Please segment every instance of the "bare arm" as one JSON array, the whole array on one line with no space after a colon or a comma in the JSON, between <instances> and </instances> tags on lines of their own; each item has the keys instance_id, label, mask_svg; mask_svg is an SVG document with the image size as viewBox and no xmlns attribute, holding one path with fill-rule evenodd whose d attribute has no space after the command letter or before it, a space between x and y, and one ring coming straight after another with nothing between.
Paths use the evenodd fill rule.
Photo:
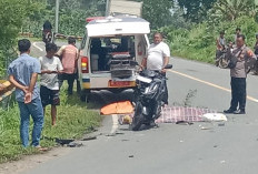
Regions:
<instances>
[{"instance_id":1,"label":"bare arm","mask_svg":"<svg viewBox=\"0 0 258 174\"><path fill-rule=\"evenodd\" d=\"M17 89L20 89L20 90L24 91L24 93L26 93L27 90L29 89L28 86L21 85L19 82L17 82L13 75L10 75L10 76L9 76L9 81L10 81Z\"/></svg>"},{"instance_id":2,"label":"bare arm","mask_svg":"<svg viewBox=\"0 0 258 174\"><path fill-rule=\"evenodd\" d=\"M29 90L28 90L29 92L31 93L33 92L37 80L38 80L38 73L32 73Z\"/></svg>"}]
</instances>

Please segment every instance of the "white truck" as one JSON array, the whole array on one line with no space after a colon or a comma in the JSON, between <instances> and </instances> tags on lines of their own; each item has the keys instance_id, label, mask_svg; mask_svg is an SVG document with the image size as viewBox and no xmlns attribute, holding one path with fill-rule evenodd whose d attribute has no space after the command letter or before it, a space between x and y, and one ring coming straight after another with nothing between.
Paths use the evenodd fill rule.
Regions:
<instances>
[{"instance_id":1,"label":"white truck","mask_svg":"<svg viewBox=\"0 0 258 174\"><path fill-rule=\"evenodd\" d=\"M88 18L79 49L81 100L91 90L119 92L136 86L136 62L146 58L149 22L133 16Z\"/></svg>"}]
</instances>

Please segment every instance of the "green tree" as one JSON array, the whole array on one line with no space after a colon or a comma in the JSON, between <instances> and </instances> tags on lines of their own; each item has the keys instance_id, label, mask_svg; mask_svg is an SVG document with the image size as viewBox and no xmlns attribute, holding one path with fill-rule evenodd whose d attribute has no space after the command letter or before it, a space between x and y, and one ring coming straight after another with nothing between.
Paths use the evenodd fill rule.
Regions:
<instances>
[{"instance_id":1,"label":"green tree","mask_svg":"<svg viewBox=\"0 0 258 174\"><path fill-rule=\"evenodd\" d=\"M255 0L218 0L211 16L220 20L234 21L242 16L256 17L258 4Z\"/></svg>"},{"instance_id":2,"label":"green tree","mask_svg":"<svg viewBox=\"0 0 258 174\"><path fill-rule=\"evenodd\" d=\"M172 6L170 0L143 0L142 17L151 23L152 29L168 25Z\"/></svg>"},{"instance_id":3,"label":"green tree","mask_svg":"<svg viewBox=\"0 0 258 174\"><path fill-rule=\"evenodd\" d=\"M206 20L207 11L217 0L178 0L178 4L185 10L183 17L191 22Z\"/></svg>"}]
</instances>

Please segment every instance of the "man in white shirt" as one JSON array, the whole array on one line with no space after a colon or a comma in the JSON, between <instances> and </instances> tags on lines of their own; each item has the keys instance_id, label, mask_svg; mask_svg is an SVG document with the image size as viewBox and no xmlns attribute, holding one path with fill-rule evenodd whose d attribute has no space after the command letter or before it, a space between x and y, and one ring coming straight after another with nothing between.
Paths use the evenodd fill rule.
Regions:
<instances>
[{"instance_id":1,"label":"man in white shirt","mask_svg":"<svg viewBox=\"0 0 258 174\"><path fill-rule=\"evenodd\" d=\"M170 58L170 49L163 42L163 37L160 32L153 34L153 43L148 49L148 55L142 60L142 68L148 70L161 71L166 75L165 66L168 65ZM165 104L168 104L168 90L166 84Z\"/></svg>"},{"instance_id":2,"label":"man in white shirt","mask_svg":"<svg viewBox=\"0 0 258 174\"><path fill-rule=\"evenodd\" d=\"M47 55L39 58L41 64L40 96L43 109L51 104L52 125L56 125L57 105L60 104L58 74L62 73L63 68L59 58L53 57L57 52L54 43L47 43L46 51Z\"/></svg>"}]
</instances>

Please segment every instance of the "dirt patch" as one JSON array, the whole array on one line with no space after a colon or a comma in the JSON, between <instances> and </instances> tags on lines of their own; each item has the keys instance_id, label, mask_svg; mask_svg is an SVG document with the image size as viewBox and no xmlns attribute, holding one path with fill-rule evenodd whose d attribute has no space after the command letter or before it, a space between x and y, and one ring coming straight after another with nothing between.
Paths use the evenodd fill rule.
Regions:
<instances>
[{"instance_id":1,"label":"dirt patch","mask_svg":"<svg viewBox=\"0 0 258 174\"><path fill-rule=\"evenodd\" d=\"M56 147L49 152L23 156L19 161L13 161L9 163L0 164L1 174L20 174L22 172L29 171L39 164L46 163L50 160L58 158L70 153L70 147Z\"/></svg>"}]
</instances>

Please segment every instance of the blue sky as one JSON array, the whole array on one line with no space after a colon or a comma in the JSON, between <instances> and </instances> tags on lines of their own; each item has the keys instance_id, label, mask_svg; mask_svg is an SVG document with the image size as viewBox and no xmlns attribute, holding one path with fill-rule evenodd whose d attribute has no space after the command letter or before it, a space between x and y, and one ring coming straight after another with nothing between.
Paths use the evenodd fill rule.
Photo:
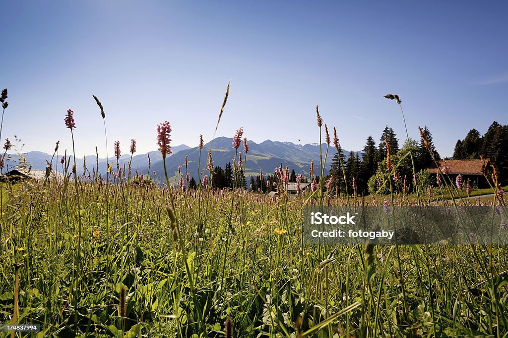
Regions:
<instances>
[{"instance_id":1,"label":"blue sky","mask_svg":"<svg viewBox=\"0 0 508 338\"><path fill-rule=\"evenodd\" d=\"M319 141L314 107L359 150L385 126L405 138L427 125L442 155L472 128L508 124L508 3L481 2L9 2L3 5L2 138L23 152L77 155L156 149L168 120L174 145L239 127L256 142ZM21 144L20 144L21 145Z\"/></svg>"}]
</instances>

Task details —
Copy out every line of the listing above that contains the string "blue", matching case exactly.

Exercise response —
Please segment every instance of the blue sky as one JSON array, the whole array on one line with no space after a colon or a comma in the JSON, between <instances> and </instances> tags on lines of their own; each item has the keys instance_id, label, mask_svg; mask_svg is an SVG document with the image size as viewBox and no xmlns attribute, holding one path with fill-rule evenodd whose d attribute has no space after the command letter or before it, a space between x and y, and one ring coming straight after another with nothing between.
[{"instance_id":1,"label":"blue sky","mask_svg":"<svg viewBox=\"0 0 508 338\"><path fill-rule=\"evenodd\" d=\"M319 141L314 107L359 150L385 126L405 138L427 125L442 155L472 128L508 124L508 3L481 2L9 2L3 5L2 138L23 152L77 155L156 149L168 120L174 145L239 127L256 142ZM21 144L20 144L21 145Z\"/></svg>"}]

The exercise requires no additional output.